Given passage

+ + + +

One of the faculty members behind the creation of the new master of health systems management engineering, David Belson has nearly two decades of experience as a consultant engineer in the healthcare industry.

Lecturer David Belson has been instrumental in the creation of the new program. He has studied the waste and inefficiency in hospitals and healthcare systems for nearly two decades as a consultant. Belson has also led USC Viterbi students in research projects studying the workings of Los Angeles hospitals. These projects only demonstrated to him the unique skills that industrial and systems engineers have to offer in finding solutions, and the urgent need for a program that could best train these graduates.

He said hospitals often do ill-advised things like not scheduling enough staff, or scheduling others when they’re not needed, along with other issues such as poorly planned layouts, especially in waiting rooms.

“In industry, there’s always somebody scheduling a factory or managing the wait time at an airline,” Belson said. “But it all applies in healthcare, too.”

Belson estimates that 40% to 50% of healthcare costs come from waste, such as unnecessary paperwork and unneeded tests. He said engineers are best at identifying and getting rid of such problems.

“The patient should move through the system like water flowing through a river,” Belson said. “But often in the U.S., healthcare is not a system. It’s a bunch of separate pieces.”

Americans spend over $9,400 per capita on care, yet the U.S. has one of the developed world’s worst rated healthcare systems. What if engineers could actually make the system work for us? (Illustration: Cornelia Li)

The master’s program is possible thanks to support from the department’s name donor, Daniel J. Epstein. His support will not only enable the degree program but also the appointment of a program director, as well as a state-of-the-art DEN@Viterbi facility offering students a collaborative learning environment and online delivery for their courses.

+ + + +

Collected material
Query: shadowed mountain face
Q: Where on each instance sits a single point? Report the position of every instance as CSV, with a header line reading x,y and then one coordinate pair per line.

+ + + +

Work instructions
a - Answer these from the passage on David Belson:
(i) For how long has Belson worked as a consultant studying waste and inefficiency in hospitals and healthcare systems?
(ii) What share of healthcare costs does Belson estimate comes from waste?
(iii) Who is the department's name donor?
b - According to the passage on David Belson, what three things will Daniel J. Epstein's support enable?
c - Reproduce everything in the passage on David Belson from "Americans spend over" down to "for their courses.".
The data come from a separate source.

Outputs for the tasks
a -
(i) Nearly two decades
(ii) 40% to 50%
(iii) Daniel J. Epstein

b -
- The degree program
- The appointment of a program director
- A state-of-the-art DEN@Viterbi facility offering students a collaborative learning environment and online delivery for their courses

c -
Americans spend over $9,400 per capita on care, yet the U.S. has one of the developed world’s worst rated healthcare systems. What if engineers could actually make the system work for us? (Illustration: Cornelia Li)

The master’s program is possible thanks to support from the department’s name donor, Daniel J. Epstein. His support will not only enable the degree program but also the appointment of a program director, as well as a state-of-the-art DEN@Viterbi facility offering students a collaborative learning environment and online delivery for their courses.